_DO THIS_: Format the records below as a Markdown table with two columns, Num and Content. Put each line's row number in Num and the line itself in Content, and leave out blank lines.

── DATA RECORDS

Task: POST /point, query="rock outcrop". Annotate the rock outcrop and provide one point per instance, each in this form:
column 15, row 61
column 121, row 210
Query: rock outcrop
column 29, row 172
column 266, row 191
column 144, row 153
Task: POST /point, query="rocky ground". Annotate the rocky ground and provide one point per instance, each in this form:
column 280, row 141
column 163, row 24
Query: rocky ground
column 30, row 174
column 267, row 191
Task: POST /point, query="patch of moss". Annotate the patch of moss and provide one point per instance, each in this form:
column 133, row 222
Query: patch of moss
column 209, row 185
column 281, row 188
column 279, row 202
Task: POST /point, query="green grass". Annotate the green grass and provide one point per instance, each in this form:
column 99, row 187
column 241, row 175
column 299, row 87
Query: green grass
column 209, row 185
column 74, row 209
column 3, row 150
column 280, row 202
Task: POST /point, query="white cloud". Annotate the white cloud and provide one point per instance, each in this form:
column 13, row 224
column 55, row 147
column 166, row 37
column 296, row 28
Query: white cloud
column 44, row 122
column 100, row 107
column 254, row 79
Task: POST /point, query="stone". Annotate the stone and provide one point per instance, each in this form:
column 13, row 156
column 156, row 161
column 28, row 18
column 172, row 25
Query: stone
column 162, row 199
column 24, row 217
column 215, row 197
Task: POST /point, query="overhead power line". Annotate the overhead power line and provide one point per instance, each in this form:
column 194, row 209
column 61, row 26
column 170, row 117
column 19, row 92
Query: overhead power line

────

_REPLY TO THE EXERCISE_:
| Num | Content |
|---|---|
| 1 | Task: POST /point, query="rock outcrop". Annotate the rock outcrop and provide one point per instance, each in this form: |
| 2 | column 15, row 61 |
| 3 | column 121, row 210 |
| 4 | Query: rock outcrop |
| 5 | column 29, row 172 |
| 6 | column 266, row 191 |
| 7 | column 144, row 153 |
| 8 | Task: POST /point, query="rocky ground". Annotate the rocky ground and provide one point per instance, each in this form: |
| 9 | column 280, row 141 |
| 10 | column 163, row 24 |
| 11 | Query: rocky ground |
| 12 | column 30, row 174 |
| 13 | column 267, row 191 |
| 14 | Task: POST /point, query="patch of moss". Annotate the patch of moss and provide one point per instance, each in this form: |
| 15 | column 133, row 222 |
| 16 | Query: patch of moss |
| 17 | column 209, row 185 |
| 18 | column 281, row 188 |
| 19 | column 279, row 202 |
| 20 | Task: POST /point, query="green grass". Annotate the green grass and provide one point per instance, each in this form: |
| 21 | column 99, row 187 |
| 22 | column 241, row 175 |
| 23 | column 299, row 87 |
| 24 | Query: green grass |
| 25 | column 209, row 185 |
| 26 | column 74, row 209 |
| 27 | column 3, row 150 |
| 28 | column 280, row 202 |
| 29 | Task: POST /point, query="white cloud". Annotate the white cloud and provide one point per instance, each in this form: |
| 30 | column 13, row 224 |
| 31 | column 55, row 147 |
| 32 | column 166, row 37 |
| 33 | column 296, row 28 |
| 34 | Query: white cloud |
| 35 | column 44, row 122 |
| 36 | column 100, row 107 |
| 37 | column 254, row 79 |
| 38 | Task: POST /point, query="stone". Annotate the stone and provide one point per instance, each in this form: |
| 39 | column 13, row 156 |
| 40 | column 156, row 161 |
| 41 | column 28, row 18 |
| 42 | column 172, row 25 |
| 43 | Query: stone |
| 44 | column 162, row 199 |
| 45 | column 24, row 217 |
| 46 | column 215, row 197 |
| 47 | Task: POST /point, query="overhead power line". Annotate the overhead power line and provide one point per instance, each in this form: |
| 48 | column 194, row 209 |
| 49 | column 61, row 26 |
| 50 | column 170, row 117 |
| 51 | column 19, row 92 |
| 52 | Query: overhead power line |